▶ _REQUIRED TASK_
Please lay out every line of the records below as a Markdown table with a "Row" column for the row number and a "Line" column for the line itself, leaving out any blank lines.

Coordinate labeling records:
▽
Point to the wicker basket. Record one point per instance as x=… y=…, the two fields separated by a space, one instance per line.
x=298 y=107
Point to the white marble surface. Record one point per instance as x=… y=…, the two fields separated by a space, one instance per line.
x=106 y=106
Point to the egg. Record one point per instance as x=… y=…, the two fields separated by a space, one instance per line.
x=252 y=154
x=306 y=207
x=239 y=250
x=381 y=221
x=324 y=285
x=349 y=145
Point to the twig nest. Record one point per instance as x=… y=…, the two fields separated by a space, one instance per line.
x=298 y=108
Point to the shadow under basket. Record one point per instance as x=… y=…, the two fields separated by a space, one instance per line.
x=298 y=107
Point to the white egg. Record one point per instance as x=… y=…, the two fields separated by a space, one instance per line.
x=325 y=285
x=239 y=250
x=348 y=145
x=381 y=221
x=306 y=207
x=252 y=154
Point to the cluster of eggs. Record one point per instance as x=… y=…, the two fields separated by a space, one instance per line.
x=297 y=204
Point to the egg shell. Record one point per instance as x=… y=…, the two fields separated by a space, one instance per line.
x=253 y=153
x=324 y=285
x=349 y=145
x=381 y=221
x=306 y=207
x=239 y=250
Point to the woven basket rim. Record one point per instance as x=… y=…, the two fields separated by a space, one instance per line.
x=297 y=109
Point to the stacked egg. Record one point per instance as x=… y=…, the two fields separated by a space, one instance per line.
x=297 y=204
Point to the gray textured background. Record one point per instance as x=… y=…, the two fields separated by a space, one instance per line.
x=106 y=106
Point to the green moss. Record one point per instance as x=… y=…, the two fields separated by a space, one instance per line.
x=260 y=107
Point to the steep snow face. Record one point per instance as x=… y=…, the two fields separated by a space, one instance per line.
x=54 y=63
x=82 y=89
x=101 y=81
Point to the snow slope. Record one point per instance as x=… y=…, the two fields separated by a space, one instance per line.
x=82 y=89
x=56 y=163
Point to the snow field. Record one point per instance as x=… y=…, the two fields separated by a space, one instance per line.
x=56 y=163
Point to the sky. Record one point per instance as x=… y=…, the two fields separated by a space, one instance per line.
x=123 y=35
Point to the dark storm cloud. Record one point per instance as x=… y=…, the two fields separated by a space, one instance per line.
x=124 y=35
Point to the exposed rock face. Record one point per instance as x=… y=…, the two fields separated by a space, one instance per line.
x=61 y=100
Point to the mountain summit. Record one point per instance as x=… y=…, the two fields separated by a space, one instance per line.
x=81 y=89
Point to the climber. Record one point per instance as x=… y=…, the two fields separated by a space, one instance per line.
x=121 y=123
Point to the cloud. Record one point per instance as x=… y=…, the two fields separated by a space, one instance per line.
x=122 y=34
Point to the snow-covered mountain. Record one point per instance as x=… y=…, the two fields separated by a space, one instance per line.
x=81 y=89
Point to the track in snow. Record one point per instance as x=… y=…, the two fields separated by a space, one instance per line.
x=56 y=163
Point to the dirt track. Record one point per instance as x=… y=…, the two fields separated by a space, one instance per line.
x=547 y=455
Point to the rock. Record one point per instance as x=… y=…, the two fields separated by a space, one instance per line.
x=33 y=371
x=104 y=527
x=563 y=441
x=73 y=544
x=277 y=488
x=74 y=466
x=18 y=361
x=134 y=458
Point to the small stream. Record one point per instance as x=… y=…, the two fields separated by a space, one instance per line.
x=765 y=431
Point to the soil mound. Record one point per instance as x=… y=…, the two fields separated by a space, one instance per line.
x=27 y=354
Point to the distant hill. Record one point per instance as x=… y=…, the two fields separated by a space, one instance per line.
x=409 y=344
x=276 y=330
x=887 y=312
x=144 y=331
△
▶ _ANSWER TO THIS PROBLEM_
| Row | Line |
|---|---|
| 1 | Point to the wicker basket. Record one point per instance as x=… y=…, the two fields separated by a space, one instance per line. |
| 2 | x=298 y=107 |
| 3 | Point to the white marble surface. Record one point per instance as x=… y=…, the two fields separated by a space, one instance per line. |
| 4 | x=106 y=106 |
| 5 | Point to the egg. Record one point per instance as x=… y=…, the two fields separated by a space, one instance per line. |
| 6 | x=252 y=154 |
| 7 | x=306 y=207 |
| 8 | x=239 y=250 |
| 9 | x=381 y=221 |
| 10 | x=324 y=285 |
| 11 | x=349 y=145 |
| 12 | Point to the twig nest. Record one point per instance as x=… y=…, the two fields separated by a space, one instance per line. |
| 13 | x=298 y=108 |
| 14 | Point to the shadow under basket. Record one point per instance as x=… y=…, the two fields separated by a space, one instance per line. |
| 15 | x=298 y=107 |
| 16 | Point to the white egg. Record one point per instance as x=… y=…, the two fields separated by a space, one instance per line. |
| 17 | x=325 y=285 |
| 18 | x=239 y=250 |
| 19 | x=348 y=145 |
| 20 | x=381 y=221 |
| 21 | x=306 y=207 |
| 22 | x=252 y=154 |
| 23 | Point to the cluster of eggs. Record one point per instance as x=… y=…, the two fields separated by a space, one instance per line. |
| 24 | x=297 y=204 |
| 25 | Point to the egg shell. Record one point per instance as x=… y=…, the two fields separated by a space, one instance per line. |
| 26 | x=253 y=153 |
| 27 | x=324 y=285 |
| 28 | x=349 y=145 |
| 29 | x=381 y=221 |
| 30 | x=306 y=207 |
| 31 | x=239 y=250 |
| 32 | Point to the woven basket rim. Record one point per instance as x=… y=…, the two fields separated by a space, one instance per line. |
| 33 | x=297 y=109 |
| 34 | Point to the stacked egg. Record one point per instance as x=… y=…, the two fields separated by a space, one instance per line. |
| 35 | x=297 y=204 |
| 36 | Point to the gray textured background. Record one point per instance as x=… y=…, the two fields separated by a space, one instance per line. |
| 37 | x=106 y=106 |
| 38 | Point to the green moss. Record one point per instance as x=… y=…, the two fields separated by a space, one instance per line. |
| 39 | x=260 y=107 |
| 40 | Point to the steep snow face. Record one point per instance as x=… y=…, the two fields separated by a space, one instance per line. |
| 41 | x=54 y=63 |
| 42 | x=82 y=89 |
| 43 | x=101 y=81 |
| 44 | Point to the snow slope. Record one point per instance as x=… y=…, the two fields separated by a space, one instance per line. |
| 45 | x=82 y=89 |
| 46 | x=56 y=163 |
| 47 | Point to the snow field. Record one point per instance as x=… y=…, the two fields separated by a space, one instance per line. |
| 48 | x=56 y=163 |
| 49 | Point to the sky. Record one point per instance as x=… y=…, the two fields separated by a space, one instance per line. |
| 50 | x=123 y=35 |
| 51 | Point to the dark storm cloud. Record one point per instance as x=… y=…, the two fields separated by a space, one instance per line. |
| 52 | x=124 y=35 |
| 53 | Point to the exposed rock face. Record one point per instance as x=… y=…, the two fields separated by a space, one instance per line. |
| 54 | x=61 y=100 |
| 55 | Point to the mountain summit. Record one point per instance as x=… y=…, the two fields separated by a space, one instance per line. |
| 56 | x=81 y=89 |
| 57 | Point to the climber. Record one point per instance as x=… y=…, the two fields separated by a space, one instance per line. |
| 58 | x=121 y=123 |
| 59 | Point to the cloud. Record one point per instance as x=… y=…, the two fields separated by a space, one instance per line. |
| 60 | x=122 y=34 |
| 61 | Point to the snow-covered mountain. Record one point per instance as x=… y=…, the two fields separated by a space, one instance per line. |
| 62 | x=81 y=89 |
| 63 | Point to the track in snow. Record one point per instance as x=… y=…, the two fields separated by a space, one instance per line. |
| 64 | x=56 y=163 |
| 65 | Point to the dirt track. Record one point per instance as x=… y=…, the two fields separated by a space, one instance per line. |
| 66 | x=547 y=455 |
| 67 | Point to the rock. Record one point per instance as x=… y=…, the two fields separated by a space, one instance per line. |
| 68 | x=33 y=371 |
| 69 | x=104 y=527 |
| 70 | x=563 y=441 |
| 71 | x=73 y=544 |
| 72 | x=277 y=488 |
| 73 | x=74 y=466 |
| 74 | x=18 y=361 |
| 75 | x=134 y=458 |
| 76 | Point to the small stream. Record one point per instance as x=… y=…, the two fields separated by a space, one instance per line. |
| 77 | x=765 y=431 |
| 78 | Point to the soil mound. Record one point per instance as x=… y=…, the two fields separated by a space, one instance per line. |
| 79 | x=27 y=354 |
| 80 | Point to the distant hill. Record one point per instance as x=… y=…, the two fields separated by a space, one instance per line. |
| 81 | x=409 y=344 |
| 82 | x=276 y=330 |
| 83 | x=887 y=312 |
| 84 | x=144 y=331 |